▶ EXTRACTED TEXT
====
How To Do a Social Media Audit
*Updated: January 17, 2023
It’s the most wonderful time of the year, which means it is also a perfect time to engage in a social media audit of your social properties. No matter what time of year you are reading this blog post, this information will serve to look under the rock that is all of your social media properties. Doing so will keep you running smoother, growing stronger, and embracing the social media channels on which you need to be focused.
By performing a social media audit, you will see where you are at present on your platforms, review patterns of where you are headed, and also discover what you can improve on in the process. To help you get started, we have put together this step-by-step guide explaining how to do a social media audit for your small pet business.
What Is a Social Media Audit?
A social media audit is more than listing platforms and how many followers you have for each; it means going in-depth to see where you’ve been and where you are headed. It involves looking at what efforts on your social media have been performing well for you as well as identifying opportunities for improvement. When you audit social media in your small business, you provide yourself with valuable information to guide your social media marketing plan moving forward.
Inventory of Social Media: Where You Are and Where to Go
All of the advice posts and technical articles about social media mean absolutely nothing without a social media plan in place. But if you’re interested in learning how to do a social media audit, you have to start at the beginning. This means determining where you are in terms of platforms. You can then assess where you want to go (platforms you need to be on).
- First, audit your brand profiles, links, images, and account/about information across platforms. First impressions are everything, especially on social media. If I landed on your LinkedIn page, for example, is your information up to date? Are all addresses, emails, and “about” sections current and reflective of you and your brand?
- Second, change passwords. This is a key element of a social media audit.
- Third, determine your brand’s consistency and variations. Our Director of Community Education, Aimee Beltran, writes about how to create a branding strategy for your blog. The same holds true for social media: What works on Pinterest would be different on Twitter. How you “talk” on Facebook varies from personal page to business page.
- Fourth, list all the platforms you are on. This can be as simple as a piece of paper, or for the more e-planner types, you can use organizational tools like Trello or Google Drive with a spreadsheet. In Trello, you can set up a column for each platform you are on at present.
- Finally, get to analyzing. This is one of the first things I do when assessing social media platforms with which I engage. The social media audience you have on Facebook is likely to be a bit different on Instagram, so keep that in mind. Factors like the interests and demographics of each platform come into play with the analysis process. If you want to reach more women, for example, between the ages of 25 and 45 on your Facebook page, but you are not capturing that demographic at present, determine why.
Community Analytics
Each social media platform you engage on has its own unique community. For the purposes of an audit, look at each channel and determine if you have an upward trend in terms of follower growth. Keep in mind that someone with a million followers and 2 percent engagement is missing the mark. A smaller and more engaged community is more valuable to brands, your blog, your online influence, and longevity.
====
Excerpts of bounding box data:
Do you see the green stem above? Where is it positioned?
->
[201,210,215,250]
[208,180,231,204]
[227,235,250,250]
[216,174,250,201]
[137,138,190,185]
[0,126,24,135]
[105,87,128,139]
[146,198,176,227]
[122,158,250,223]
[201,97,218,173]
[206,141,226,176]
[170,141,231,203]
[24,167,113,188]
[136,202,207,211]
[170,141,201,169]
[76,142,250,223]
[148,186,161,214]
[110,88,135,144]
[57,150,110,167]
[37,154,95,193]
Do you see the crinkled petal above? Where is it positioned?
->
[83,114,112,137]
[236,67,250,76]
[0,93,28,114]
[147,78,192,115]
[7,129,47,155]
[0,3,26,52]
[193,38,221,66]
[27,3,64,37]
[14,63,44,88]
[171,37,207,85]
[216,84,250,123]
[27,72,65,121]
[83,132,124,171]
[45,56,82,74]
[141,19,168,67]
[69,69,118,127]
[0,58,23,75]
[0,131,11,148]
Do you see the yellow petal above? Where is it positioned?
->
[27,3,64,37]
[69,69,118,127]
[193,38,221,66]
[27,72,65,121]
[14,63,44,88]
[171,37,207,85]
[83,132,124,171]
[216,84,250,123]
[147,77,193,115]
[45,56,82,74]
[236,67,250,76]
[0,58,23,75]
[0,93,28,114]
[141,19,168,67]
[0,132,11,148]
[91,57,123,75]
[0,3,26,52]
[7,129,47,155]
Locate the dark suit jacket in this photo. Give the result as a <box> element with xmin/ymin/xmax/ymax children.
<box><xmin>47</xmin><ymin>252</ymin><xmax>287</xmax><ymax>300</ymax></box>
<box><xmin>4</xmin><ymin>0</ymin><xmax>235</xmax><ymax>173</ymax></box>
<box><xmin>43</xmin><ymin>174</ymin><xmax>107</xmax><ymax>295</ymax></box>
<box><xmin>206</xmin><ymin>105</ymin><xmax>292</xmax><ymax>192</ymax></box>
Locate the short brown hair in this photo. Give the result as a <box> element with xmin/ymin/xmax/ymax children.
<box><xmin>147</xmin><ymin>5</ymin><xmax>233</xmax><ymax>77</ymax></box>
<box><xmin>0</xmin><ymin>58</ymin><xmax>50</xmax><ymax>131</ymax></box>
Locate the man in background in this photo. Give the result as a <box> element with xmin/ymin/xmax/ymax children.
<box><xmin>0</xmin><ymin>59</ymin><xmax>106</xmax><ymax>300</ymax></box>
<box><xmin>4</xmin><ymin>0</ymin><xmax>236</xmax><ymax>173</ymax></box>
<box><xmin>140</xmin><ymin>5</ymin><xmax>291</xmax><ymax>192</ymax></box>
====
▶ REQUIREMENT 1
Reproduce the passage of the social media audit guide starting with "What Is a Social" and going on through "plan moving forward.".
▶ REQUIREMENT 2
Rescale the lines of the listing starting with the line with "Locate the short" and going on through the last line of the listing, keeping the requests as they are and multiplying every box coordinate by 2.5, rounded to whole numbers with halves rounded up. Give only those lines.

▶ CORRECT RESPONSE 1
What Is a Social Media Audit?
A social media audit is more than listing platforms and how many followers you have for each; it means going in-depth to see where you’ve been and where you are headed. It involves looking at what efforts on your social media have been performing well for you as well as identifying opportunities for improvement. When you audit social media in your small business, you provide yourself with valuable information to guide your social media marketing plan moving forward.

▶ CORRECT RESPONSE 2
Locate the short brown hair in this photo. Give the result as a <box> element with xmin/ymin/xmax/ymax children.
<box><xmin>368</xmin><ymin>13</ymin><xmax>583</xmax><ymax>193</ymax></box>
<box><xmin>0</xmin><ymin>145</ymin><xmax>125</xmax><ymax>328</ymax></box>
Locate the man in background in this photo. Give the result as a <box> element with xmin/ymin/xmax/ymax children.
<box><xmin>0</xmin><ymin>148</ymin><xmax>265</xmax><ymax>750</ymax></box>
<box><xmin>10</xmin><ymin>0</ymin><xmax>590</xmax><ymax>433</ymax></box>
<box><xmin>350</xmin><ymin>13</ymin><xmax>728</xmax><ymax>480</ymax></box>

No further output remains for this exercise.